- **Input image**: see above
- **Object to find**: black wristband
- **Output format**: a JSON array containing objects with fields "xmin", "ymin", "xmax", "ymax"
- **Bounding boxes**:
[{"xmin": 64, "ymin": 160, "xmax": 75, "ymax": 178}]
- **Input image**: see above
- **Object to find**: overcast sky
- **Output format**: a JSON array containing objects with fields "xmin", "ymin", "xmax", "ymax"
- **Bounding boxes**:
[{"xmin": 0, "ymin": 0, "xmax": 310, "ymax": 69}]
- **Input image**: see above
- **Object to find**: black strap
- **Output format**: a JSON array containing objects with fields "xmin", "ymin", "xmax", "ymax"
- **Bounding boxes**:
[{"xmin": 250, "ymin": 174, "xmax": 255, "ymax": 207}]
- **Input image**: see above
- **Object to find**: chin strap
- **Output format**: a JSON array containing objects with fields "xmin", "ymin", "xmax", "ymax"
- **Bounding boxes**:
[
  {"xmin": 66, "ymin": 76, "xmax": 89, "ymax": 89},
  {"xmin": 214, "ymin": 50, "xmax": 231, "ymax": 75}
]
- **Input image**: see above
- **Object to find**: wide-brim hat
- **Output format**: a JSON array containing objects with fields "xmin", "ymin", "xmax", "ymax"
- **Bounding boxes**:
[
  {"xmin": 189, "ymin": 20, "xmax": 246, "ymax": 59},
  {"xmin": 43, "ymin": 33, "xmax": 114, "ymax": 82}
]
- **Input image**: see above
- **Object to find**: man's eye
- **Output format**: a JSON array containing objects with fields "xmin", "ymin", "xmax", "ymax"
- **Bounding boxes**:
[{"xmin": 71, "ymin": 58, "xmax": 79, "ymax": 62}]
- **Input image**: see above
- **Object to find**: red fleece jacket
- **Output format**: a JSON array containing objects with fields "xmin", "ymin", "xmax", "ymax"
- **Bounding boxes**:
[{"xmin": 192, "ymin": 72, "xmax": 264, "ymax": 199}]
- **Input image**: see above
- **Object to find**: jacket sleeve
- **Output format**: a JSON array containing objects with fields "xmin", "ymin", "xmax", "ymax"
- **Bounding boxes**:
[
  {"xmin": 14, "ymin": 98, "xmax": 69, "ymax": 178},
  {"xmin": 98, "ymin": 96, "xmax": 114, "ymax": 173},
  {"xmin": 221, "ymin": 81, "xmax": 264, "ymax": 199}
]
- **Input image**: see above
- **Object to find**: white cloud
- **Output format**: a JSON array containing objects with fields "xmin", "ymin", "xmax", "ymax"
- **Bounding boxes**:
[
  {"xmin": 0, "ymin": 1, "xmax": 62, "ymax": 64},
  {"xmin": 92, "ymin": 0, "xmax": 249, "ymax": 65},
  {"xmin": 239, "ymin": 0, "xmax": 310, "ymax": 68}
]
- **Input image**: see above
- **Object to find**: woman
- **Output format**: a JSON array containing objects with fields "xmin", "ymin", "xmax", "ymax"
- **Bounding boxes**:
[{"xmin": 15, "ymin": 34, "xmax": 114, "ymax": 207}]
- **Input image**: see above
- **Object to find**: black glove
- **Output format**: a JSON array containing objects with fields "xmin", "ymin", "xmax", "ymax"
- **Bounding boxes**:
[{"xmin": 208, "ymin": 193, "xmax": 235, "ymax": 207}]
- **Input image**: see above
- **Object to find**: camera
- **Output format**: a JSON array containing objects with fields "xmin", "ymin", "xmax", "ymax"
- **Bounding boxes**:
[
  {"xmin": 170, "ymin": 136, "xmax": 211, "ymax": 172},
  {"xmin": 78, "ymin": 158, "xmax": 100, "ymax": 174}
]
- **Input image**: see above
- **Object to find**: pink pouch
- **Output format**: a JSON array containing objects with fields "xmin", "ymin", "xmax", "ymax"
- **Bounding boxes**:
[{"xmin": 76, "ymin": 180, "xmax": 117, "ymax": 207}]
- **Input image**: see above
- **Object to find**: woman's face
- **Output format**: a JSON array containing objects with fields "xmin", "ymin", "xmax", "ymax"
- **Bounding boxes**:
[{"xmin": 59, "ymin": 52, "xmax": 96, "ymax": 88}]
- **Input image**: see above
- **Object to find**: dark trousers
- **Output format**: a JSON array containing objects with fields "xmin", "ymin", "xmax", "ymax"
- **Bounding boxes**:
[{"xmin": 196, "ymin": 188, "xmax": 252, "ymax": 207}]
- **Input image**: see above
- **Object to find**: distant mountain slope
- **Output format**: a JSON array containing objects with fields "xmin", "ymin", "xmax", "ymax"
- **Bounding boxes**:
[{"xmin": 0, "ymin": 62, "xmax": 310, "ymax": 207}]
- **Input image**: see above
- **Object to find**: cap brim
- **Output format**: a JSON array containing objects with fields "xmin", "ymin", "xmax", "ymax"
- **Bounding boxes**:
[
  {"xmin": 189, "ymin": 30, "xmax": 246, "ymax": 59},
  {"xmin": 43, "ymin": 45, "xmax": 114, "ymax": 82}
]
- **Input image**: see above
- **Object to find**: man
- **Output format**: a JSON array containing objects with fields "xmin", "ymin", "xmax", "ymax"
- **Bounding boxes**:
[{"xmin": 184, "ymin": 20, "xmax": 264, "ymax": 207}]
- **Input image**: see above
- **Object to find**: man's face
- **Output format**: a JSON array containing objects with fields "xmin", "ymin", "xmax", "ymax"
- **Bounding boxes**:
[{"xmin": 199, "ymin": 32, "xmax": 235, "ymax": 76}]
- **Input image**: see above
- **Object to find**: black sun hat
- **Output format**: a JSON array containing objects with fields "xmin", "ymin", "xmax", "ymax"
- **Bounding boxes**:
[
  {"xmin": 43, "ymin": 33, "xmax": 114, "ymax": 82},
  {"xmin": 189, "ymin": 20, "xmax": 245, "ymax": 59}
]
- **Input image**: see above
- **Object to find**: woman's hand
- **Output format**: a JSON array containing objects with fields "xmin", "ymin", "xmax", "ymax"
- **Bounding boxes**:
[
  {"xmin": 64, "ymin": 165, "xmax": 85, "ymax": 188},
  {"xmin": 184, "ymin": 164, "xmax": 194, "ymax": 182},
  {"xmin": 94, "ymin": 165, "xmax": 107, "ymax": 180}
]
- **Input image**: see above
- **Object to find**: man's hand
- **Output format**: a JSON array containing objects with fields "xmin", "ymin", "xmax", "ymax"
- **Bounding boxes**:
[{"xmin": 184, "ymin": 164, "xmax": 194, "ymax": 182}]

•••••

## What needs to be done
Count the lines in the rows above that contain the string "face", with uppercase and lowercase treated as different. Reply with the number alone.

## Task solution
2